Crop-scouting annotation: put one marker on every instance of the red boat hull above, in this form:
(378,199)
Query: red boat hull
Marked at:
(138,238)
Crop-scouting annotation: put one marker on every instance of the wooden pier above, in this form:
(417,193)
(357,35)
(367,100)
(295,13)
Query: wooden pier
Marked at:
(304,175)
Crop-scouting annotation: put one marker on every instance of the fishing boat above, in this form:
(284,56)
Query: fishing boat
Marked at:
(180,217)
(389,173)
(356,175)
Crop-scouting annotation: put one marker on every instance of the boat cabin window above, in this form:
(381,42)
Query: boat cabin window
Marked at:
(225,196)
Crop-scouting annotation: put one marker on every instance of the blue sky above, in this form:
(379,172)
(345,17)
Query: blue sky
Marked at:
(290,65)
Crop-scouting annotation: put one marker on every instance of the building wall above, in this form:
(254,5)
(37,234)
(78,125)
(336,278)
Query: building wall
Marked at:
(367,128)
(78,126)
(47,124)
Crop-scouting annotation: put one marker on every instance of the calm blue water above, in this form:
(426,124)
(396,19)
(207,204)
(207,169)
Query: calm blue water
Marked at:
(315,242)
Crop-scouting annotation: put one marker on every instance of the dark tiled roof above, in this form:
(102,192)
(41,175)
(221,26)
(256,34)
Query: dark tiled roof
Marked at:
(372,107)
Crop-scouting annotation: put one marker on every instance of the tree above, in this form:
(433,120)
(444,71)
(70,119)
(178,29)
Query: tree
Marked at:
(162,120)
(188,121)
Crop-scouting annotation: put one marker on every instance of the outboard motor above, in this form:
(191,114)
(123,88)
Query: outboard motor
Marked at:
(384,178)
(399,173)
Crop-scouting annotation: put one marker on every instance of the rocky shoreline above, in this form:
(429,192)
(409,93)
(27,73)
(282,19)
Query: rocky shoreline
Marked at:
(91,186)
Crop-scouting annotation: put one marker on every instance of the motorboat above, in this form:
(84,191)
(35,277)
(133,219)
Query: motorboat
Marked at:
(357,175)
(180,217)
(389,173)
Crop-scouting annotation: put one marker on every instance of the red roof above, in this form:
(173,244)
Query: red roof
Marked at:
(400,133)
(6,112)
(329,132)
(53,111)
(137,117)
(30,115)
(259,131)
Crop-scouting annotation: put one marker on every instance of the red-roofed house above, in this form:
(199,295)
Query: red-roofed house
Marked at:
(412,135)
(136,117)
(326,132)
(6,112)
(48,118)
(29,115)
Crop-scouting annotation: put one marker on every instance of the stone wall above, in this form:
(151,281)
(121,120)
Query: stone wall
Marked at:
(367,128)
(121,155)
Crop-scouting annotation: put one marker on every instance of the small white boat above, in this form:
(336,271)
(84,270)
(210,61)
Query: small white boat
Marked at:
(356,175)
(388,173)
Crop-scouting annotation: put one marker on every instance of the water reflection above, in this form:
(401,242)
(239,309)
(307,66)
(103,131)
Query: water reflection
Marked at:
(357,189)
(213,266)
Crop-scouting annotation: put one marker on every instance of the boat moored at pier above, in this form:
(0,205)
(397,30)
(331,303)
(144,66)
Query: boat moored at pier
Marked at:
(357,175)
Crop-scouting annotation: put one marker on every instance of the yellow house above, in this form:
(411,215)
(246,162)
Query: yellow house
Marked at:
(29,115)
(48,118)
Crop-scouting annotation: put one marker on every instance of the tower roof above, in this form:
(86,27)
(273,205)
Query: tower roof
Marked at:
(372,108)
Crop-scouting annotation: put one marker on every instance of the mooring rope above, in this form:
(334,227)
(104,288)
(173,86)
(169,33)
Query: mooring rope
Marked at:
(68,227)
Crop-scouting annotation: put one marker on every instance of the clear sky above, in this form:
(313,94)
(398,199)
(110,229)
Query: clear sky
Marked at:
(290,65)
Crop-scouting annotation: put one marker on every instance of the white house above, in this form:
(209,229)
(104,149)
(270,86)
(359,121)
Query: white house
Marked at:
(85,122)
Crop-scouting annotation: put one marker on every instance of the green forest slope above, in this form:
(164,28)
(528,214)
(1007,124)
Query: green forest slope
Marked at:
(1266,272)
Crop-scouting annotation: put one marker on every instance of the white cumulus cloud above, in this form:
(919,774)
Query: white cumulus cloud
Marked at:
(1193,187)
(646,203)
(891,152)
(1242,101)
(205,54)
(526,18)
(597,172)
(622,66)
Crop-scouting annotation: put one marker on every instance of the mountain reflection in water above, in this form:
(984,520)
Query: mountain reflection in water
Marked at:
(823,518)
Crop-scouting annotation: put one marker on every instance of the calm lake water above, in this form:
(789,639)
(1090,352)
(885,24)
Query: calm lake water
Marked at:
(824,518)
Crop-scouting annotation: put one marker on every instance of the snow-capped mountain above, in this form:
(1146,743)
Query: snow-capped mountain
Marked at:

+===+

**YOUR OBJECTIVE**
Reproduce the material above without altering a single character.

**SOLUTION BELOW**
Crop-scouting annotation: put one marker on every instance of the red boat hull above, in this form:
(378,199)
Query: red boat hull
Marked at:
(138,238)
Crop-scouting annotation: put one marker on every instance of the wooden pier above, in this form:
(417,193)
(357,35)
(367,100)
(295,13)
Query: wooden pier
Marked at:
(304,175)
Crop-scouting annotation: put one marker on every instance of the fishing boat above, in this form:
(284,56)
Query: fishing boat
Marked at:
(180,217)
(389,173)
(356,175)
Crop-scouting annotation: put one marker on every instance of the boat cabin window above, in this form:
(381,42)
Query: boat cabin window
Marked at:
(225,196)
Crop-scouting annotation: put one marker on every instance of the blue sky above, in this form:
(379,172)
(345,17)
Query: blue sky
Marked at:
(290,65)
Crop-scouting annotation: put one marker on every instance of the building wall above, in this form:
(254,5)
(37,234)
(78,125)
(336,278)
Query: building wall
Marked at:
(367,128)
(78,126)
(47,124)
Crop-scouting annotation: put one marker on every instance of the calm blue water above, in this form:
(426,124)
(396,19)
(207,204)
(207,169)
Query: calm blue water
Marked at:
(315,242)
Crop-scouting annotation: put one marker on every instance of the dark tiled roof above, in this form:
(102,192)
(41,175)
(221,26)
(256,34)
Query: dark tiled roof
Marked at:
(372,107)
Crop-scouting annotation: put one marker on every instance of the tree above, in this form:
(433,120)
(444,71)
(70,119)
(178,29)
Query: tree
Marked at:
(162,120)
(188,121)
Crop-scouting annotation: put one marker on every instance of the outboard motor above, in this form:
(191,114)
(123,88)
Query: outboard motor
Marked at:
(384,178)
(399,173)
Crop-scouting annotation: put one marker on every instance of the rocky shoreline above, in this form:
(429,192)
(409,93)
(27,73)
(282,19)
Query: rocky shoreline
Marked at:
(91,186)
Crop-scouting annotation: put one marker on every instance of the motorboat above, in this form:
(84,191)
(35,277)
(133,219)
Query: motorboat
Marked at:
(357,175)
(180,217)
(389,173)
Crop-scouting annotation: put one marker on every instance of the red roof above, in this form:
(173,244)
Query: red roof
Marked at:
(400,133)
(6,112)
(329,132)
(53,111)
(137,117)
(30,115)
(259,131)
Crop-scouting annotation: put one marker on every instance of the red-roofed house above, in this form:
(199,295)
Query: red-roofed house
Marked at:
(412,135)
(136,117)
(326,132)
(6,112)
(48,118)
(29,115)
Crop-scouting annotation: put one marker on every instance of the stone wall above, in this form:
(151,281)
(121,120)
Query: stone wall
Marked at:
(367,128)
(121,155)
Crop-scouting annotation: put one marker on every instance of the small white boat above, in this form:
(336,271)
(84,270)
(210,61)
Query: small white boat
Marked at:
(356,175)
(388,173)
Crop-scouting annotation: put one marker on every instance of the water reflection above, in this form:
(401,242)
(239,309)
(307,66)
(103,131)
Query: water reflection
Marked at:
(357,189)
(213,266)
Crop-scouting annotation: put one marker on every instance of the boat moored at pier above, in this form:
(0,205)
(397,30)
(331,303)
(144,66)
Query: boat moored at pier
Marked at:
(357,175)
Crop-scouting annotation: put one marker on every instance of the yellow house above, in this form:
(411,215)
(246,162)
Query: yellow house
Marked at:
(29,115)
(48,118)
Crop-scouting annotation: put one marker on every instance of the tower roof above, in this form:
(86,27)
(273,205)
Query: tower roof
Marked at:
(372,108)
Crop-scouting annotation: put one marker on every instance of the mooring rope above, in this form:
(334,227)
(104,288)
(173,86)
(169,33)
Query: mooring rope
Marked at:
(68,227)
Crop-scouting annotation: put one marker on every instance of the clear sky above, in this form:
(313,94)
(398,199)
(110,229)
Query: clear sky
Marked at:
(290,65)
Crop-scouting annotation: put one marker on every instance of the white house above, in this form:
(209,229)
(104,149)
(270,86)
(359,121)
Query: white house
Marked at:
(85,122)
Crop-scouting annotation: put one marker on every instance of the green forest slope above, in this form:
(164,28)
(528,214)
(1007,124)
Query: green forest slope
Marked at:
(1266,272)
Crop-scouting annotation: put one marker on every instance of the white cumulus cloud above, in this form:
(919,774)
Query: white cumulus cloud
Marked at:
(1193,187)
(646,203)
(891,152)
(1242,101)
(205,54)
(526,18)
(597,172)
(622,66)
Crop-scouting annotation: put one marker on every instance of the mountain reflection in water above, in this form:
(984,520)
Query: mountain reflection in water
Marked at:
(823,518)
Crop-scouting annotation: put one marker on every instance of the calm lake water above, in this form:
(789,639)
(1090,352)
(885,24)
Query: calm lake water
Marked at:
(824,518)
Crop-scouting annotation: put one marker on every instance of the snow-capped mountain above, in this form:
(1146,743)
Query: snow-capped mountain
Marked at:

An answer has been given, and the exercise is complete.